Instruction: Extract every line of the material below that contains the string "yellow". Matching is case-sensitive.

(Items from a data source)
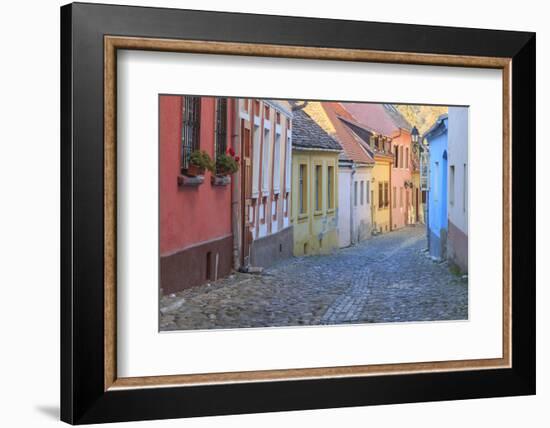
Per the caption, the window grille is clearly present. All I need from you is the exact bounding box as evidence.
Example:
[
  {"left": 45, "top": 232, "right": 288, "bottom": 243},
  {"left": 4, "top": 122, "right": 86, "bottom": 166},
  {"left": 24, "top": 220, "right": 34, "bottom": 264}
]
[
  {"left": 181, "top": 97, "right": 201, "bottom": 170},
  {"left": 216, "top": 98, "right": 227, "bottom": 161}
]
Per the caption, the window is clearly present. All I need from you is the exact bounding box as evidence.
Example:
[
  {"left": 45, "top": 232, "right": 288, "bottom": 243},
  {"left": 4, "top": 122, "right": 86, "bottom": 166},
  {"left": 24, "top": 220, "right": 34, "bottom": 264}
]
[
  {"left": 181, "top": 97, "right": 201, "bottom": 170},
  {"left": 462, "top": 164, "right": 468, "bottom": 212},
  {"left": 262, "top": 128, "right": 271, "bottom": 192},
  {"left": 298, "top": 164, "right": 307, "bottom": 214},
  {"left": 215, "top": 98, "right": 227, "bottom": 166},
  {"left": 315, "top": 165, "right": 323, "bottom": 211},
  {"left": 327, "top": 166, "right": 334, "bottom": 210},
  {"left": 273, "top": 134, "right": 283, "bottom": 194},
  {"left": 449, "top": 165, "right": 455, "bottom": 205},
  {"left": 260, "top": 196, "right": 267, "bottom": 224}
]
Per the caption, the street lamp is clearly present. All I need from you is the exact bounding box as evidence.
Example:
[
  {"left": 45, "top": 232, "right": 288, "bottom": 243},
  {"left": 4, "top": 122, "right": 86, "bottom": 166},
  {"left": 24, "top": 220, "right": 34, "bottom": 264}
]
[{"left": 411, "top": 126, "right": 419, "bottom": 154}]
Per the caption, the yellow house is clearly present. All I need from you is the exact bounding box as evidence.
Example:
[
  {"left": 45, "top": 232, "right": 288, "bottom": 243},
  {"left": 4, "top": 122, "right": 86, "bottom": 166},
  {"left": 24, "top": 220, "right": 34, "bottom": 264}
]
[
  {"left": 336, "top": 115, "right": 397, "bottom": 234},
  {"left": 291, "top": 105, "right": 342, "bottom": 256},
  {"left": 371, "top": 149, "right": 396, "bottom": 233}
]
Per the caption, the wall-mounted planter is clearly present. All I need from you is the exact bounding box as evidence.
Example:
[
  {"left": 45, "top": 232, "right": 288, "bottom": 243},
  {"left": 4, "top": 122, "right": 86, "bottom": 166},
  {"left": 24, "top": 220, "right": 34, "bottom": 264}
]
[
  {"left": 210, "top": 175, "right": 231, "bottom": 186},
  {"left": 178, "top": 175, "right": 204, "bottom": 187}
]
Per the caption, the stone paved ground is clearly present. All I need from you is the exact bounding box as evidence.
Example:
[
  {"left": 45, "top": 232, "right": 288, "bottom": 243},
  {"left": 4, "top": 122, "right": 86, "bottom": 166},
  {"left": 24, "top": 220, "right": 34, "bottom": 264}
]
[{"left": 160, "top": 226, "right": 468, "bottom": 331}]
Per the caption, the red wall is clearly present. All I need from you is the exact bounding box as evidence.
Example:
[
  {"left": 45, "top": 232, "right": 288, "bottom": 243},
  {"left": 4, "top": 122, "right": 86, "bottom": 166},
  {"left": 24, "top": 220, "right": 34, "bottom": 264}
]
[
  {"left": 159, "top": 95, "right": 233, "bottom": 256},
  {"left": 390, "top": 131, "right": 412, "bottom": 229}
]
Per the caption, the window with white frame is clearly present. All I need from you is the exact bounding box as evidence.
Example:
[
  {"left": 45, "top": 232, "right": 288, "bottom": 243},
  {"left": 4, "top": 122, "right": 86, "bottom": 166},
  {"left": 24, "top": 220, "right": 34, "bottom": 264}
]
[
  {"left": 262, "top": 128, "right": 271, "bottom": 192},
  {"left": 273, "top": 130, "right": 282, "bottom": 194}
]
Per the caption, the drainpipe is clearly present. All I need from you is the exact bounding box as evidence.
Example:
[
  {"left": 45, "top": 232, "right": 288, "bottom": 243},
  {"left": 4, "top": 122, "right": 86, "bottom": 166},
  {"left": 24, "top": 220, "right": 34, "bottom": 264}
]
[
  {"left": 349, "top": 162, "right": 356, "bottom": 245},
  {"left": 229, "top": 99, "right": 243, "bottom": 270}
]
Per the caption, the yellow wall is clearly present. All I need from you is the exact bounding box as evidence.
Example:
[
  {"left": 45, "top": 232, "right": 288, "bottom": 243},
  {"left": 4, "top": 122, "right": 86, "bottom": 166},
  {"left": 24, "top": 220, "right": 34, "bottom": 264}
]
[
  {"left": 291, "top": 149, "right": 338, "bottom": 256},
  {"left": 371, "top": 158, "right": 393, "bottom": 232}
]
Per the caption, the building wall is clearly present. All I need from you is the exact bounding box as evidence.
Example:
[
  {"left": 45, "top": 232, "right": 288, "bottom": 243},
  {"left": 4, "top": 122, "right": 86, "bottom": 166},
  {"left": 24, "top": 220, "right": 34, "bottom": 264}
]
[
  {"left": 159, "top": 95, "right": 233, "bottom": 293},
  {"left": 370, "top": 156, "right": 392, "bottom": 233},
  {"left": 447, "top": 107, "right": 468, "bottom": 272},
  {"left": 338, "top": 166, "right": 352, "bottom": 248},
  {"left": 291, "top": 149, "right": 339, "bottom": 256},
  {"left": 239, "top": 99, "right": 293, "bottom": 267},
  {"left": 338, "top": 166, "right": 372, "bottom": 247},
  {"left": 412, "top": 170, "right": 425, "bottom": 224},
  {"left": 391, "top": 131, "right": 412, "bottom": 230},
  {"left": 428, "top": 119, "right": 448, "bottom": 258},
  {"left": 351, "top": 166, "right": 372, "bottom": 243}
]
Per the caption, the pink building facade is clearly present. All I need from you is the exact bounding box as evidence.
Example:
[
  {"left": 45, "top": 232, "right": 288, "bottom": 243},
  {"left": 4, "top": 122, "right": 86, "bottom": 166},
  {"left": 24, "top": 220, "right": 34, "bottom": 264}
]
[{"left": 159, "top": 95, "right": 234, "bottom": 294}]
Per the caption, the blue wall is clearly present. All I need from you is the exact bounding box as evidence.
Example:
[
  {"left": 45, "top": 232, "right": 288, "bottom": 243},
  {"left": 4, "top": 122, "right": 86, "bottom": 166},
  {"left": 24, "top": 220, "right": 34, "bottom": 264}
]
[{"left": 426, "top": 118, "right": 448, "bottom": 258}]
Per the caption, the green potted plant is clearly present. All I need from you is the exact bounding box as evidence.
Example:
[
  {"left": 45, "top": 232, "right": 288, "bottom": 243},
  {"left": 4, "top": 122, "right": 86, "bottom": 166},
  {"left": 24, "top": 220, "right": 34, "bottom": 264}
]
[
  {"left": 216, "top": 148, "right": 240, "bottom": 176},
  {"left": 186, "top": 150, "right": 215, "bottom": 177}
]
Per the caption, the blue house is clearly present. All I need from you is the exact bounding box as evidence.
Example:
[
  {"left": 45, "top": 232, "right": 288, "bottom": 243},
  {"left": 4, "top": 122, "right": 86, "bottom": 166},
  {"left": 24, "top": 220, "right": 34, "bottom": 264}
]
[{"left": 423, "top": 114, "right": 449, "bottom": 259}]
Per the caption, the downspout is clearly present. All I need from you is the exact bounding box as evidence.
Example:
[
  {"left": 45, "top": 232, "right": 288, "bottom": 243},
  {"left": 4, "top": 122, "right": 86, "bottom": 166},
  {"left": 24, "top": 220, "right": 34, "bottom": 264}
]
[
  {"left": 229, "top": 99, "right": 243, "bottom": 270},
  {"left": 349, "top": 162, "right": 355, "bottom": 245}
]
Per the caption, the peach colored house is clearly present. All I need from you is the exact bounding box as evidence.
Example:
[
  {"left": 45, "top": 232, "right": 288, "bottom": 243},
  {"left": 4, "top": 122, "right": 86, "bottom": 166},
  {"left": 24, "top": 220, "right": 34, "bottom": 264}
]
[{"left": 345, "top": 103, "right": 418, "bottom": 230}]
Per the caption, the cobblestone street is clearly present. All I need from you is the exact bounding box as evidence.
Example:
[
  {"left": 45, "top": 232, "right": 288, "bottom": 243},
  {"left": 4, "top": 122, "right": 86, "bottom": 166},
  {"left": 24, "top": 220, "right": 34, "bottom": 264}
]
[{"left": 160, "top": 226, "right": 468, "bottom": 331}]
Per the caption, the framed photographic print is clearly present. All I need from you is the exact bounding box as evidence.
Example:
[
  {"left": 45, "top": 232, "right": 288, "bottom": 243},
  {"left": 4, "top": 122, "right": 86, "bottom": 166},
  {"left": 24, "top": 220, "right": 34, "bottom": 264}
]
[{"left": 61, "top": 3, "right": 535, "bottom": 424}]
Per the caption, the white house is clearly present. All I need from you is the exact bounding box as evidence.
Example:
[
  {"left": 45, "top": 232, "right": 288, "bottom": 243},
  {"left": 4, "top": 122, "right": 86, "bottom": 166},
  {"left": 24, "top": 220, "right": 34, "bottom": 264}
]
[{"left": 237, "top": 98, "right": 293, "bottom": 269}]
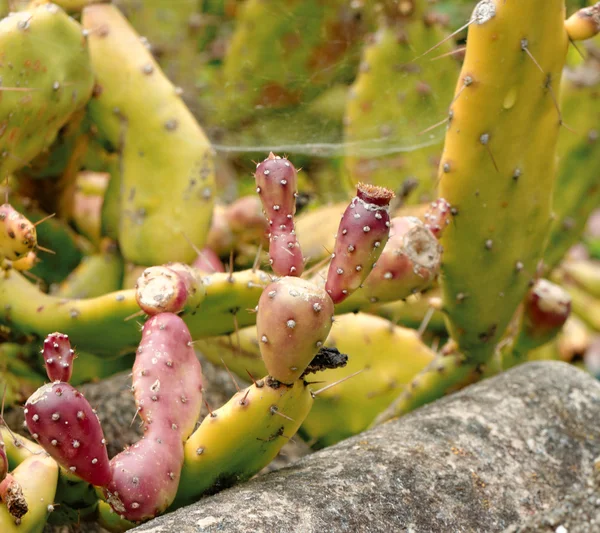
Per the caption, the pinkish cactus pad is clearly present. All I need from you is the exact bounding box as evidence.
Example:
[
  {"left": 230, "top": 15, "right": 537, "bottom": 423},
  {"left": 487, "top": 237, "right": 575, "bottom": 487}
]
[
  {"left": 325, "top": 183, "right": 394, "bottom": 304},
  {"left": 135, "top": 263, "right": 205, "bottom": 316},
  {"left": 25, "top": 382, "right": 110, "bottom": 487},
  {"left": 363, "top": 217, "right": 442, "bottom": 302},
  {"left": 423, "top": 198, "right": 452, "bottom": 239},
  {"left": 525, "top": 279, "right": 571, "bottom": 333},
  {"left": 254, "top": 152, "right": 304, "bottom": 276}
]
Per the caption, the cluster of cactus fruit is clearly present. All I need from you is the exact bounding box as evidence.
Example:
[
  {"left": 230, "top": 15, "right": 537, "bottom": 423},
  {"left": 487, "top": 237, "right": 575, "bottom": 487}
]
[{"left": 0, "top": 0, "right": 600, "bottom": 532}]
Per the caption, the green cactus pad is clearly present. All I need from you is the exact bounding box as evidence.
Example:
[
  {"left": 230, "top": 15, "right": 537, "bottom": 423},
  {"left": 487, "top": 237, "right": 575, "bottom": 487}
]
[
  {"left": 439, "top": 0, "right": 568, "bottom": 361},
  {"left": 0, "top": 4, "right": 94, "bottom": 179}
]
---
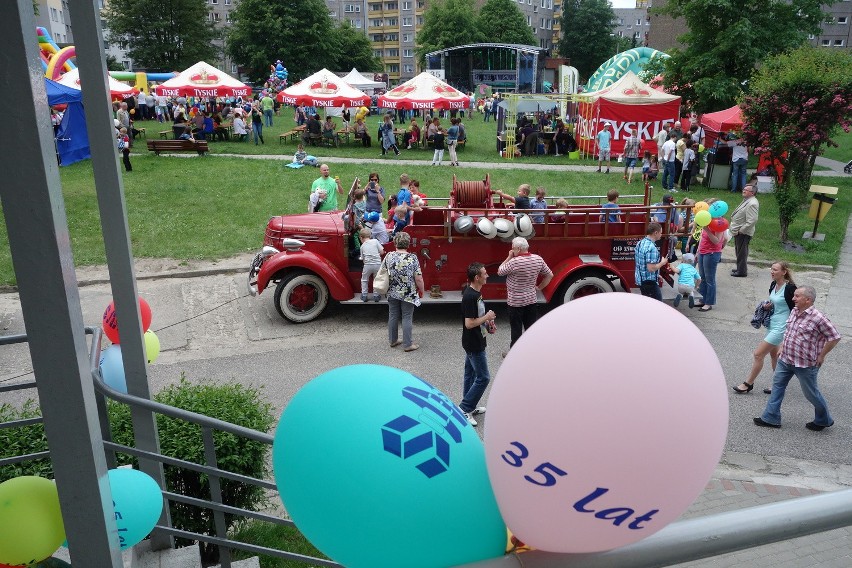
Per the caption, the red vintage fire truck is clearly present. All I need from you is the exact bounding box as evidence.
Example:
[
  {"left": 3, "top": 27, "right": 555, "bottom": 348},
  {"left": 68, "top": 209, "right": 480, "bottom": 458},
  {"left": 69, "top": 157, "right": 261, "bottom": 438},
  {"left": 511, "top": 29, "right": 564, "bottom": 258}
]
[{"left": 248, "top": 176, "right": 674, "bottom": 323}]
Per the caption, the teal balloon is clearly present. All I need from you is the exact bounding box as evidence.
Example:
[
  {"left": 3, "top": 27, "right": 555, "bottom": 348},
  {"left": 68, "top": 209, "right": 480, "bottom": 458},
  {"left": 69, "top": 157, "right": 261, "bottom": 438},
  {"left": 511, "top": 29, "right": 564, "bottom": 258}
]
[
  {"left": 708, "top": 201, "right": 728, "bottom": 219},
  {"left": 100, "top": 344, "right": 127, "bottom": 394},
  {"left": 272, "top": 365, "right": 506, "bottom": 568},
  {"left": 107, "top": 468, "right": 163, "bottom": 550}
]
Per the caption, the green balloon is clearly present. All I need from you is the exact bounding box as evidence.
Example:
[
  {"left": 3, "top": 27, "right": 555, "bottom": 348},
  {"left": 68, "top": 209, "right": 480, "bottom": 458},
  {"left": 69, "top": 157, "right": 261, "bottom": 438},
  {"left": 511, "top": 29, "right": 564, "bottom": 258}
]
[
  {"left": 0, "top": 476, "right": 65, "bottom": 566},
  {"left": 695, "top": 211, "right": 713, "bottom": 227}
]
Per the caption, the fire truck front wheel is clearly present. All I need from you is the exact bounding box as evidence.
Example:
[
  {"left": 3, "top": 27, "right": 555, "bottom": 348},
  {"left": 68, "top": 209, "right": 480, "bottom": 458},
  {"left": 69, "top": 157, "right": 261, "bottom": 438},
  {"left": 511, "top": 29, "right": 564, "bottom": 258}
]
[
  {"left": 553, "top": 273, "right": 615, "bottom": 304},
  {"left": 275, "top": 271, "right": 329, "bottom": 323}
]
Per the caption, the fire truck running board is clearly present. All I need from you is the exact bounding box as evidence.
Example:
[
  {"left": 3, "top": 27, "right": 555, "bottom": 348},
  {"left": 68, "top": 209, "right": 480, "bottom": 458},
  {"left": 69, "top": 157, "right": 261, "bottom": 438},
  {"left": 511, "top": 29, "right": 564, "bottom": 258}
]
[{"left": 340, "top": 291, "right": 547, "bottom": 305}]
* * *
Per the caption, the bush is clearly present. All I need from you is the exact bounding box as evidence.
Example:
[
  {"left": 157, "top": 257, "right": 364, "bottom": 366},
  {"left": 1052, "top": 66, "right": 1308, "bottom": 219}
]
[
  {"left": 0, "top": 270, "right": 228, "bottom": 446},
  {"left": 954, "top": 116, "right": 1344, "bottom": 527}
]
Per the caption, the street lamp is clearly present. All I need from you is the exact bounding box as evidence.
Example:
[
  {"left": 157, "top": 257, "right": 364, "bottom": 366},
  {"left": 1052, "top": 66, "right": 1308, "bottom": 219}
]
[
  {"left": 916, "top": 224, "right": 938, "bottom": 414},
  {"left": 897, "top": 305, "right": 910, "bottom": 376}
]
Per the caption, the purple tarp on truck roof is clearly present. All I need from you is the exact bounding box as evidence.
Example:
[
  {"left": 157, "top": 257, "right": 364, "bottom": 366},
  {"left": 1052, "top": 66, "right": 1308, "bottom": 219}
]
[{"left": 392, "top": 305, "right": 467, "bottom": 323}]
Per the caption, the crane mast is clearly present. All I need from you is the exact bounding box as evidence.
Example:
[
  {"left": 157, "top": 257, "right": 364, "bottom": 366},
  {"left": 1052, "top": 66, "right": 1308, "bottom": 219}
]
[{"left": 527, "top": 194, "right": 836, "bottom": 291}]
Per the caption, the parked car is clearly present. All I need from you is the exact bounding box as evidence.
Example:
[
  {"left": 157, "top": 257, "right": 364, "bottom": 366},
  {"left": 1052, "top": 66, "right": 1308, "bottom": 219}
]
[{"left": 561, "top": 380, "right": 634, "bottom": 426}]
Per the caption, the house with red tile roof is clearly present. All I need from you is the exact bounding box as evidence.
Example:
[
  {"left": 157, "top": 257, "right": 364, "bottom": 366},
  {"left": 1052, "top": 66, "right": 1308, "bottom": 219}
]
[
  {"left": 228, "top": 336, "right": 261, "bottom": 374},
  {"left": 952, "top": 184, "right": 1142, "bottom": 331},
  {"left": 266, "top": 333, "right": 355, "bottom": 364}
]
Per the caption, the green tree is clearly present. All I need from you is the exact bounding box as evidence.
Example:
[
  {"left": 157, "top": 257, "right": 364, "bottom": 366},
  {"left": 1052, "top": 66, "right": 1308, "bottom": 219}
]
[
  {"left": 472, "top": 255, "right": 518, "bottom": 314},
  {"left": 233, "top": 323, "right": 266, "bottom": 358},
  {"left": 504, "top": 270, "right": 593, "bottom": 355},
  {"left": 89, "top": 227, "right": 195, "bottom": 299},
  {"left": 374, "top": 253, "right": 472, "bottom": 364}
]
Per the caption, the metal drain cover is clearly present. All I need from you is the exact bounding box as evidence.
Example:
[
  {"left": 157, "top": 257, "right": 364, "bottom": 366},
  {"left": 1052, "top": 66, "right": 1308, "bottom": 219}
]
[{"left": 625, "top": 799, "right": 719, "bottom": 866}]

Answer for this exercise:
Per the caption, the yellow house is clearly present. All I need from you is the exact bounding box as evidence.
Per the caption, the yellow wall is clearly present. All I need from you is the exact bounding box as evidence.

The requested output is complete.